[WHAT YOU NEED TO DO]
1. Which reasons for terminating benefits does the VA Aid and Attendance text list? Give all of them.
2. Rewrite the part of the VA Aid and Attendance text that opens with the words "Can the VA Pay" and closes with "spouse obtain benefits.", changing "personal care contract" to "caregiver agreement".
──────── TEXT BLOCK ────────
The VA Aid and Attendance benefit provides monthly payments added to the amount of a monthly VA pension for qualified Veterans and survivors. This pension benefit requires a specific application process and is best handled by a VA-accredited attorney. It is essential that the application be handled properly and in a timely manner.
Who is Eligible for VA Aid and Attendance Benefits?
Veterans or a surviving spouse that meet certain criteria can apply for the benefit. There are documents you will gather as supporting evidence for your application and timelines to meet during the process. It is easy to get overwhelmed by the terms and paperwork. This is a good reason to have a qualified individual handling your application.
- The veteran or spouse must have valid medical expenses, which may include long-term care needs.
- The veteran must not have received a dishonorable discharge.
- The veteran must have served at least one day during a wartime period and at least 90 days on active duty.
- The veteran or spouse must meet certain asset and income restrictions.
VA Aid and Attendance Eligibility
At least one of these must be true:
- You need another person to help you perform daily activities, like bathing, feeding, and dressing – or
- You are a patient in a nursing home due to the loss of mental or physical abilities related to a disability – or
- Your eyesight is limited (even with glasses or contact lenses you have only 5/200 or less in both eyes; or concentric contraction of the visual field to 5 degrees or less)
Who Qualifies for VA Benefits for Assisted Living?
A veteran or surviving spouse that meets the VA criteria for Aid and Attendance can apply the benefit to the cost of an assisted living facility. The VA does not cover the rent but does provide a monthly allowance that helps cover the cost. For some veterans and surviving spouses, this makes all the difference when it comes to options in senior living.
Can the VA Pay for a Caregiver if I'm Not in Assisted Living?
This is where a qualified VA-accredited attorney is worth their weight in gold! For the purposes of Aid and Attendance, a spouse does not qualify to be a primary caregiver since their income was included on the application. In this case, another family member such as an adult child, grandchild, niece, or nephew would be the primary caregiver.
In the case where there is a child, family, or close friend caregiver, the veteran can utilize a personal care contract with that person to pay them for their services. The idea is that but for that person, the veteran or spouse likely would not be able to stay home alone. A properly executed personal care contract can help a veteran or spouse obtain benefits.
How Long Does It Take to Get VA Benefits for Assisted Living?
Even the VA website will tell you – it depends. They process the claims in the order they are received. However, have your application completed by a VA-accredited individual to help make sure the application is error-free and able to be processed promptly. Also, your elder law attorney who is VA-accredited knows if the application requires priority processing.
Can My VA Benefits Be Terminated?
Unfortunately, the answer to this question is yes. You can even unknowingly negatively impact your own pension benefits and that can result in termination. There are three reasons the VA may terminate benefits. Before you apply, it is important to have an experienced and knowledgeable (and accredited!) individual review your personal situation.
3 Reasons Benefits are Terminated
Clear and unmistakable error
Discovery of a fraudulent claim
Discharge disqualifications (dishonorable discharge)
Do I Ever Have to Pay the VA Back?
If you maintain eligibility the entire time you are receiving the benefit you should not have to pay the VA back. However, if at any time you are receiving benefits you do not meet the eligibility requirements, then the VA can ask for repayment. This is increasingly common, and veterans and their spouses often aren’t aware that a change of circumstance actually causes them to lose eligibility.
──────── EXCERPTED RECORDS ────────
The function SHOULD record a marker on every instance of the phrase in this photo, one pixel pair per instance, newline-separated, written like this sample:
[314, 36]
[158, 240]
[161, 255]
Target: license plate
────────
[ACTIVITY ANSWERS]
1.
- Clear and unmistakable error
- Discovery of a fraudulent claim
- Discharge disqualifications (dishonorable discharge)

2.
Can the VA Pay for a Caregiver if I'm Not in Assisted Living?
This is where a qualified VA-accredited attorney is worth their weight in gold! For the purposes of Aid and Attendance, a spouse does not qualify to be a primary caregiver since their income was included on the application. In this case, another family member such as an adult child, grandchild, niece, or nephew would be the primary caregiver.
In the case where there is a child, family, or close friend caregiver, the veteran can utilize a caregiver agreement with that person to pay them for their services. The idea is that but for that person, the veteran or spouse likely would not be able to stay home alone. A properly executed caregiver agreement can help a veteran or spouse obtain benefits.